Most attorneys simply don’t know what to make of timeshares. Many understand that timeshares involve factional ownership of a vacation property or club and that Orlando is considered the timeshare capital of the world. However, when clients seek legal counsel on how to dispose an unwanted timeshare, the common advice is to sell it. In so doing, attorneys fail to realize that a timeshare interest purchased for $20,000 could now be listed on eBay for sale at $1 with no bids. Beneath the backdrop of a small to non-existent secondary/resale market, the recommendation, and natural inclination to sell facilitated the rise of unscrupulous companies that prey on such individuals.
Timeshare fraud remains one of the top complaints reported to the Florida Attorney General.[i] Complaints range from misrepresentation at the initial sale[ii] to outright fraud when attempting to resell the timeshare in the secondary market. Regardless of when timeshare owners require assistance, attorneys are specially situated to assist and protect them from the rampant fraud in the timeshare secondary/resale market.

> DATA SEGMENT:
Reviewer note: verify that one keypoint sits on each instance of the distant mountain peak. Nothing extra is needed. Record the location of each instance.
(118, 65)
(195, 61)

> TASKS:
A. In the passage on timeshares, which city is called the timeshare capital of the world?
B. List every proper name (place, website, or public office) that the passage on timeshares mentions.
C. Proceed with the passage on timeshare fraud, picking up right after its last sentence.

> ANSWER LIST:
A. Orlando

B. Orlando; eBay; Florida Attorney General

C.
A Time of Change
The timeshare industry has changed dramatically over the last decade. Much of this was prompted by the recession, which saw timeshare sales volume fall from $10.6 billion in 2007 to $6.3 billion in 2009.[iii] Despite turbulence in the market, ownership is robust. Approximately 7.9% of U.S. households own a timeshare, which equates to 9.1 million timeshare owning households.[iv]
During and following the recession, timeshare delinquencies (owners who defaulted on purchase loans or on the yearly maintenance fees) remained high.[v] Due to increased maintenance fees and declining purchasing power, owners realized that they simply could not afford the timeshare they once considered an asset. As a result, many started looking for ways to shed their timeshares.
Rise and Fall of the Vikings
Facing financial difficulty, many timeshare owners offered to deed the timeshare back to the homeowner’s association or other managing entity (collectively, the HOA). These requests were almost always denied, even when the timeshare was paid in full. These denials stemmed from the HOA’s doubts that it could resell the timeshare interest. This refusal, along with threats of collection should the annual dues go unpaid was alarming to owners who often purchased these timeshare properties for tens of thousands of dollars. Seeking to avoid the deleterious affects of collection and foreclosure, owners looked for alternatives.
In the absence of competent or willing legal assistance, timeshare cancellation or exit companies proliferated. In the early days of the recession, these companies largely took the form of transfer companies. These companies advertised their services aggressively online, mailed unsolicited postcards, and called timeshare owners directly. Owners were told that they could “escape” their timeshares by paying a large upfront fee, usually $3000 - $5000, for the company to transfer the timeshare to a new owner. However, they were consistently vague as to the identity of the transferee because in most cases, the timeshares were dumped into shell companies, nicknamed “Viking Ships” due of the destruction they caused timeshare HOAs.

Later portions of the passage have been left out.